RECORD SET -

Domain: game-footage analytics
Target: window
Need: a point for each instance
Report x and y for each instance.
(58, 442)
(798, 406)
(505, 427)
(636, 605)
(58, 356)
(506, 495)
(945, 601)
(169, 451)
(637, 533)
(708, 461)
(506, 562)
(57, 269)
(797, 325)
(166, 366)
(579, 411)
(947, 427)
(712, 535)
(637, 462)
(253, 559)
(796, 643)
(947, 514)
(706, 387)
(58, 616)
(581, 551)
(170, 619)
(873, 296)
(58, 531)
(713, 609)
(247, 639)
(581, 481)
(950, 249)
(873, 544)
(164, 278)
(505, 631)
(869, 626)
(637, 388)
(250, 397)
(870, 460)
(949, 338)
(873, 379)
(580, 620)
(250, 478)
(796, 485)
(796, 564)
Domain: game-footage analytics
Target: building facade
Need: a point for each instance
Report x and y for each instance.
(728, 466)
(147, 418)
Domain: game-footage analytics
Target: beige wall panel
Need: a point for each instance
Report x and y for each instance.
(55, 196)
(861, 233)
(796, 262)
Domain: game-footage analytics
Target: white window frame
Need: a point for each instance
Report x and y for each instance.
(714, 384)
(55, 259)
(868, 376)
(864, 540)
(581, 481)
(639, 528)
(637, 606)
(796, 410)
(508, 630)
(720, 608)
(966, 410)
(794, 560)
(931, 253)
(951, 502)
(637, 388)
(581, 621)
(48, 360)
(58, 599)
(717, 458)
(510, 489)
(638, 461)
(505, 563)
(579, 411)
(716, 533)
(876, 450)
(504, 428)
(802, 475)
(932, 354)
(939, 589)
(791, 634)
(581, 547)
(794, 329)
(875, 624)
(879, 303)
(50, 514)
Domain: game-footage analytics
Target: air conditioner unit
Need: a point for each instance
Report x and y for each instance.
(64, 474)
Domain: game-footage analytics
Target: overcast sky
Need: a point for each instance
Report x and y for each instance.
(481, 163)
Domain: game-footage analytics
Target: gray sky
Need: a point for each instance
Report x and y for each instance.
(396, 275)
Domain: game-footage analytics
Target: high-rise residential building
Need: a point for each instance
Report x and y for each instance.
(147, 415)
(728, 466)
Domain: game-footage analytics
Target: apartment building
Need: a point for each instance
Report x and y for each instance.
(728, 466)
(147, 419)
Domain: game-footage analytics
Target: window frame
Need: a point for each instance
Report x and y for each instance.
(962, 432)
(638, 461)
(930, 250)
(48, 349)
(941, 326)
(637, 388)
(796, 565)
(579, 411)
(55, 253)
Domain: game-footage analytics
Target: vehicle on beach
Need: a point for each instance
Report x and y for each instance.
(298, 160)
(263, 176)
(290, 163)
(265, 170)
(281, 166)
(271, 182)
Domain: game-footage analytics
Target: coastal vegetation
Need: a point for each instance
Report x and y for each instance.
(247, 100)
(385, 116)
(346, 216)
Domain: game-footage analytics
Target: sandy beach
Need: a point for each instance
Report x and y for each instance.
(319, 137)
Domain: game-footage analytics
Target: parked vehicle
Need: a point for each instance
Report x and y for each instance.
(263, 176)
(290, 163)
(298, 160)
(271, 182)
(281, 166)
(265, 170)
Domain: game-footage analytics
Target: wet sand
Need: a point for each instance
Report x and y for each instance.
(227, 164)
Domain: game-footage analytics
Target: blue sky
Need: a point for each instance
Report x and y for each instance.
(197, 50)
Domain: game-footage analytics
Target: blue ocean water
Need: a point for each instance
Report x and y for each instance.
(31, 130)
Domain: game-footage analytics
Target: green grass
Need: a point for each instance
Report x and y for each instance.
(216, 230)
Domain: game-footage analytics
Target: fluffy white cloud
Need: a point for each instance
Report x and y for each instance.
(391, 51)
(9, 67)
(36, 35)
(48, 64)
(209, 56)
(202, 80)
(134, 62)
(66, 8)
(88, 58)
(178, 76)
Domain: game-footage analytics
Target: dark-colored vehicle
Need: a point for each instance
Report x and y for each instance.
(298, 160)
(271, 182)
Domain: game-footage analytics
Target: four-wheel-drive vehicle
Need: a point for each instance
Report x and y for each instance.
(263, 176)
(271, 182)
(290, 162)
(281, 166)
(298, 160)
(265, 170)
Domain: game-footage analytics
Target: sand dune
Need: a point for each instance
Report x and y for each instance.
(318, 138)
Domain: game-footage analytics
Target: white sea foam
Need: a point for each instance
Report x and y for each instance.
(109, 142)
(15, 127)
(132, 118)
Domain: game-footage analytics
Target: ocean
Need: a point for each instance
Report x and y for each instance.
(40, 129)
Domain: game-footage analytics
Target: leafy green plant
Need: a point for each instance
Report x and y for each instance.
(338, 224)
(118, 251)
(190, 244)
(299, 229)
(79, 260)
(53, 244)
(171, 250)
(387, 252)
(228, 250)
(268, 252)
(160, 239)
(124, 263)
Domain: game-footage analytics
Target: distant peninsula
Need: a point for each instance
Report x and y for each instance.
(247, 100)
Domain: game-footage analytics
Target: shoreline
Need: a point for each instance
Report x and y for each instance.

EXERCISE INSTRUCTIONS - Write out the whole listing again, exactly as it stands.

THE OUTPUT -
Domain: game-footage analytics
Target: window
Need: a point for each instance
Report x and y for each instance.
(58, 442)
(798, 406)
(505, 427)
(636, 605)
(58, 356)
(506, 495)
(945, 601)
(169, 451)
(637, 533)
(708, 461)
(506, 562)
(57, 269)
(797, 325)
(166, 366)
(579, 411)
(947, 427)
(712, 535)
(637, 462)
(253, 559)
(796, 643)
(947, 514)
(706, 387)
(58, 616)
(581, 551)
(170, 619)
(873, 296)
(58, 531)
(713, 609)
(247, 639)
(581, 481)
(950, 249)
(873, 544)
(164, 278)
(505, 631)
(869, 626)
(637, 388)
(250, 397)
(870, 460)
(949, 338)
(873, 379)
(580, 620)
(250, 478)
(796, 485)
(796, 564)
Domain: game-footage analytics
Target: building facade
Need: a point for each instance
Report x and y for each instance.
(728, 466)
(147, 418)
Domain: game-footage analytics
Target: beige wall panel
Need: a point for each instance
Report x and y for each instance.
(55, 196)
(861, 233)
(796, 262)
Domain: game-footage analytics
Target: white window frame
Need: a point for each instance
Report x and y for each instance.
(714, 384)
(55, 259)
(868, 376)
(864, 540)
(581, 481)
(639, 528)
(637, 606)
(796, 410)
(508, 630)
(720, 608)
(966, 410)
(794, 560)
(931, 253)
(951, 502)
(637, 388)
(581, 621)
(48, 360)
(58, 599)
(717, 458)
(510, 489)
(638, 461)
(505, 563)
(579, 411)
(716, 533)
(876, 450)
(504, 428)
(802, 475)
(932, 354)
(939, 589)
(791, 634)
(581, 547)
(794, 329)
(875, 624)
(879, 303)
(50, 514)
Domain: game-footage analytics
Target: air conditioner unit
Need: a point for each instance
Report x and y for each instance.
(64, 474)
Domain: game-footage analytics
Target: overcast sky
Need: a point for each instance
Report x and y for each instance.
(481, 163)
Domain: game-footage analytics
Target: gray sky
Need: a point for each instance
Report x and y for each instance.
(396, 275)
Domain: game-footage analytics
Target: high-rise residential building
Need: a point for each instance
Report x and y for each instance.
(147, 415)
(728, 466)
Domain: game-footage analytics
Target: apartment building
Need: a point for each instance
Report x and y for each instance.
(728, 466)
(147, 419)
Domain: game-footage analytics
Target: window frame
Need: a point for each instance
Report x and y for each instance.
(962, 432)
(638, 461)
(930, 250)
(48, 349)
(941, 326)
(637, 388)
(796, 565)
(579, 411)
(55, 253)
Domain: game-footage analytics
Target: vehicle on beach
Need: a point for each instance
Report x and y for each instance.
(298, 160)
(263, 176)
(290, 163)
(265, 170)
(281, 166)
(271, 182)
Domain: game-footage analytics
Target: coastal vegetation
Need: a point for each instance
Report x and y for each instance.
(247, 100)
(385, 116)
(346, 216)
Domain: game-footage analytics
Target: sandy beach
Need: a point for each instance
Report x and y for each instance.
(319, 137)
Domain: game-footage analytics
Target: parked vehicle
Need: a point for each instance
Report x and y for each instance.
(263, 176)
(290, 163)
(298, 160)
(271, 182)
(281, 166)
(265, 170)
Domain: game-footage analytics
Target: wet sand
Need: a point for each instance
Report x and y for each instance.
(227, 164)
Domain: game-footage analytics
Target: blue sky
Need: a point for each instance
Report x and y for each instance.
(197, 50)
Domain: game-footage analytics
Target: blue ocean water
Need: a point for each instance
Report x and y for each instance.
(31, 130)
Domain: game-footage analytics
Target: green grass
Need: a point for each instance
Report x and y for each instance.
(216, 230)
Domain: game-footage analytics
Target: fluffy white cloud
Need: a point for each instance
Report x and y for each instance.
(391, 51)
(9, 67)
(36, 35)
(48, 64)
(209, 56)
(202, 80)
(134, 62)
(66, 8)
(88, 58)
(178, 76)
Domain: game-footage analytics
Target: dark-colored vehicle
Need: a point for each instance
Report x and y for each instance.
(298, 160)
(271, 182)
Domain: game-footage analytics
Target: four-wheel-drive vehicle
Need: a point for each instance
Report x and y for each instance.
(263, 176)
(271, 182)
(290, 162)
(281, 166)
(298, 160)
(265, 170)
Domain: game-footage analytics
Target: sand dune
Need: a point for each instance
Report x and y for each instance.
(318, 138)
Domain: game-footage analytics
Target: white sea foam
Need: a point for each instance
Report x and y for each instance.
(109, 142)
(15, 127)
(132, 118)
Domain: game-footage analytics
Target: ocean
Need: a point for each instance
Report x and y for each instance.
(40, 129)
Domain: game-footage analytics
Target: leafy green plant
Need: a point for each instance
Report x and y for each instance.
(338, 224)
(118, 251)
(190, 244)
(299, 229)
(79, 260)
(53, 244)
(171, 250)
(387, 252)
(228, 250)
(268, 252)
(160, 239)
(124, 263)
Domain: game-footage analytics
Target: distant peninsula
Need: a point for each instance
Report x and y for each instance.
(247, 100)
Domain: game-footage analytics
Target: shoreline
Need: a point for each instance
Report x and y for each instance.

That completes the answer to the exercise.